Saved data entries
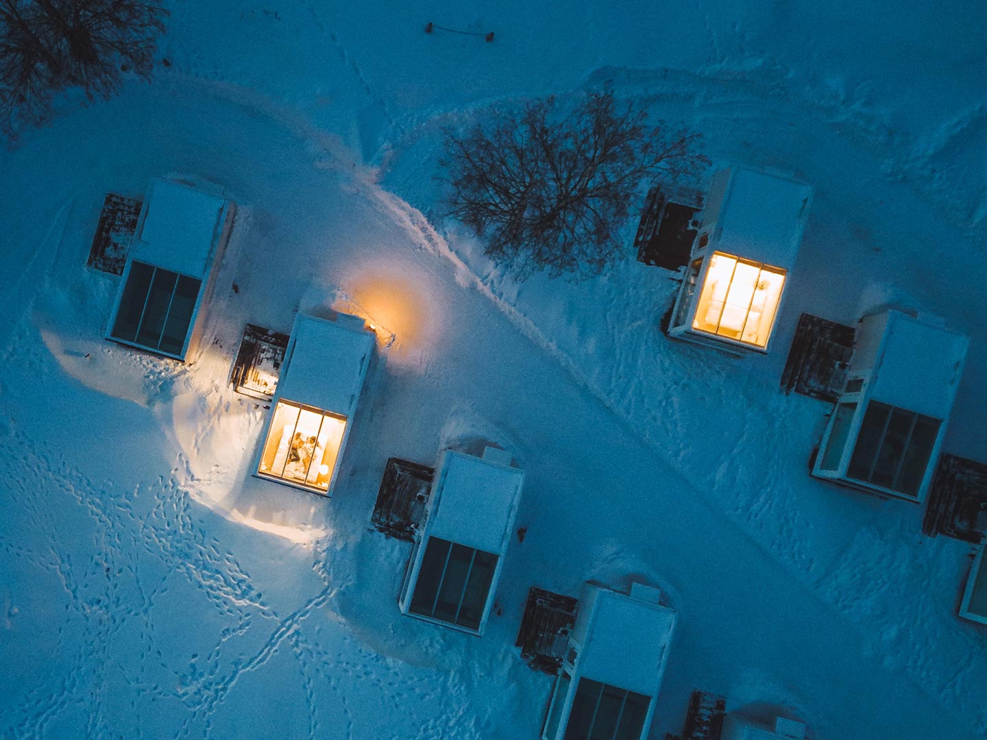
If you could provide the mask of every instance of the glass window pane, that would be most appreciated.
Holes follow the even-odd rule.
[[[871,482],[890,488],[898,473],[898,465],[905,454],[905,444],[911,436],[916,414],[903,408],[894,408],[884,431],[884,439],[877,449],[877,458],[871,475]]]
[[[871,466],[877,456],[880,439],[884,433],[884,423],[890,411],[891,407],[885,404],[878,404],[876,401],[868,404],[864,422],[857,435],[854,455],[850,459],[850,468],[847,470],[847,476],[850,478],[856,478],[858,481],[871,480]]]
[[[459,605],[466,589],[466,579],[473,563],[473,548],[453,544],[449,553],[449,562],[445,566],[445,577],[439,588],[438,601],[435,602],[435,612],[432,616],[438,620],[455,622],[459,614]]]
[[[309,467],[315,457],[317,435],[321,424],[322,413],[317,413],[310,408],[301,410],[288,449],[288,461],[287,465],[284,466],[284,479],[305,481]]]
[[[590,725],[596,712],[596,703],[603,691],[603,684],[589,679],[579,679],[572,700],[572,709],[569,713],[565,740],[589,740]]]
[[[744,324],[747,321],[747,312],[750,310],[750,302],[754,298],[754,290],[757,287],[757,276],[760,272],[760,265],[737,262],[736,268],[733,270],[730,289],[726,294],[723,312],[720,317],[720,327],[717,333],[729,336],[731,339],[740,338],[740,333],[743,332]]]
[[[542,734],[549,740],[556,740],[559,732],[559,720],[562,718],[562,708],[566,705],[566,695],[569,694],[569,685],[572,682],[569,674],[563,671],[559,674],[556,682],[555,692],[552,695],[552,706],[549,708],[549,716],[545,722],[545,732]]]
[[[295,433],[295,424],[301,409],[294,404],[283,401],[277,403],[274,415],[270,419],[270,429],[264,443],[264,453],[258,473],[281,477],[288,462],[288,448]]]
[[[315,448],[315,464],[309,469],[306,481],[320,488],[328,488],[336,459],[342,446],[342,434],[346,430],[346,420],[339,416],[326,415],[319,430],[319,440]]]
[[[645,718],[647,707],[651,703],[650,697],[628,692],[624,703],[624,713],[620,718],[620,726],[614,740],[641,740],[641,731],[645,728]]]
[[[494,570],[496,568],[497,556],[493,553],[477,551],[473,558],[473,568],[470,570],[470,580],[463,592],[463,603],[459,608],[459,618],[456,624],[471,629],[478,629],[487,608],[487,598],[494,580]]]
[[[201,280],[196,280],[194,277],[179,276],[175,296],[172,298],[172,307],[168,312],[168,320],[165,322],[165,330],[159,343],[163,352],[182,354],[201,284]]]
[[[719,252],[710,258],[710,268],[703,280],[703,290],[699,294],[696,318],[692,323],[693,329],[716,333],[736,263],[735,258]]]
[[[627,692],[613,686],[604,686],[600,695],[600,703],[596,707],[596,717],[589,740],[612,740],[620,721],[621,710],[624,708],[624,697]]]
[[[768,345],[771,328],[778,313],[778,304],[785,287],[785,273],[765,267],[757,278],[757,287],[750,302],[741,340],[760,347]]]
[[[936,446],[939,427],[942,422],[932,416],[919,416],[912,429],[912,438],[905,450],[904,460],[894,489],[910,496],[917,496],[929,467],[932,449]]]
[[[418,579],[415,584],[415,594],[412,596],[411,611],[431,617],[435,594],[442,579],[442,570],[452,545],[448,540],[429,537],[425,545],[425,554],[421,558]]]
[[[172,302],[172,293],[175,292],[176,280],[178,280],[177,273],[167,269],[155,269],[147,304],[144,306],[144,316],[137,329],[138,344],[153,349],[158,348],[161,332],[165,328],[165,318],[168,316],[168,307]]]
[[[843,448],[846,446],[847,437],[850,434],[850,422],[853,421],[856,410],[856,404],[840,404],[836,407],[836,411],[833,414],[833,426],[826,442],[826,450],[819,461],[820,470],[835,471],[840,467]]]
[[[151,287],[153,274],[154,267],[148,264],[130,263],[130,273],[127,275],[123,294],[120,296],[120,305],[116,310],[116,321],[114,323],[112,333],[117,339],[133,341],[137,338],[137,327],[144,312],[144,302],[147,300],[147,291]]]

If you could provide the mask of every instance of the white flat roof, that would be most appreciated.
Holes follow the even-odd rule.
[[[352,418],[363,388],[375,335],[361,320],[340,321],[299,314],[277,381],[277,398]]]
[[[781,175],[731,168],[720,204],[715,248],[791,269],[808,218],[812,188]],[[722,177],[721,175],[720,177]]]
[[[594,589],[596,598],[586,599]],[[655,697],[678,614],[650,601],[587,584],[579,599],[591,613],[579,657],[580,674],[621,689]]]
[[[224,198],[190,185],[152,179],[129,257],[204,280],[222,234],[226,205]]]
[[[427,533],[502,555],[521,498],[524,472],[453,450],[442,454]]]
[[[872,382],[871,398],[936,418],[949,418],[969,340],[900,311],[888,314],[883,352]]]

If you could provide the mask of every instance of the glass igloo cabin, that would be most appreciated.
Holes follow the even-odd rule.
[[[660,595],[585,584],[541,740],[647,737],[678,618]]]
[[[123,265],[107,338],[185,361],[233,224],[233,203],[151,180]]]
[[[961,333],[893,309],[861,319],[812,475],[924,501],[967,344]]]
[[[254,465],[258,478],[329,495],[375,340],[358,316],[295,318]]]
[[[717,173],[668,334],[765,352],[808,219],[812,188],[787,176]]]
[[[402,614],[483,635],[523,484],[524,472],[504,450],[442,453],[402,586]]]

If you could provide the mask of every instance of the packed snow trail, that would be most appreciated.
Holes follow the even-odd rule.
[[[462,267],[421,247],[411,211],[396,214],[341,169],[331,142],[230,98],[128,88],[4,155],[7,182],[31,195],[0,198],[19,254],[72,207],[0,334],[0,649],[19,666],[4,677],[0,732],[530,737],[550,681],[512,648],[527,587],[573,593],[587,578],[632,575],[665,588],[682,614],[657,736],[679,729],[696,687],[786,704],[817,738],[982,732],[974,641],[913,645],[923,661],[945,648],[960,666],[950,697],[901,676],[901,645],[882,623],[843,613],[868,596],[870,547],[849,549],[817,588],[793,577],[793,562],[643,444]],[[85,166],[51,182],[72,158]],[[175,171],[223,183],[241,206],[205,319],[215,344],[188,368],[103,340],[114,283],[83,266],[101,193],[139,193]],[[282,328],[295,308],[328,303],[386,313],[381,296],[401,297],[407,311],[393,319],[405,331],[369,379],[334,499],[249,479],[265,411],[226,387],[243,323]],[[125,398],[108,395],[108,373]],[[408,548],[367,531],[388,456],[428,462],[478,439],[528,471],[528,535],[508,551],[501,614],[480,640],[402,618]],[[210,511],[233,506],[325,535],[300,548]]]

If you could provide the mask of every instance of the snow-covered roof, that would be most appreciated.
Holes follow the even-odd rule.
[[[714,176],[703,227],[716,222],[717,250],[791,269],[811,199],[812,188],[788,176],[728,168]]]
[[[429,500],[426,532],[503,555],[521,498],[524,472],[503,462],[443,452]]]
[[[774,727],[752,719],[727,714],[723,721],[722,740],[803,740],[805,725],[777,717]]]
[[[936,418],[949,416],[969,340],[888,310],[861,320],[852,373],[873,373],[874,401]]]
[[[587,583],[572,631],[581,645],[579,674],[657,696],[677,618],[651,595],[622,594]]]
[[[347,314],[335,321],[299,314],[277,397],[352,418],[375,341],[362,326],[362,319]]]
[[[190,185],[154,178],[129,257],[205,279],[223,232],[227,201]]]

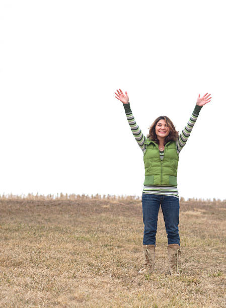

TASK TO COMPLETE:
Filter the rows above down to each line that contains the word "most", and copy those lines.

TASK RESPONSE:
If you could provide the mask of every instance of the glass window pane, that would be most appreciated.
If you could provide the mask of every instance of the white flat roof, that would be most appreciated.
If you could provide the mask of every instance of the glass igloo cabin, that would be most appreciated.
If you could provide the mask of every instance of the packed snow trail, that would be most appreciated.
If you could provide the mask of every instance of the snow-covered roof, that would be most appreciated.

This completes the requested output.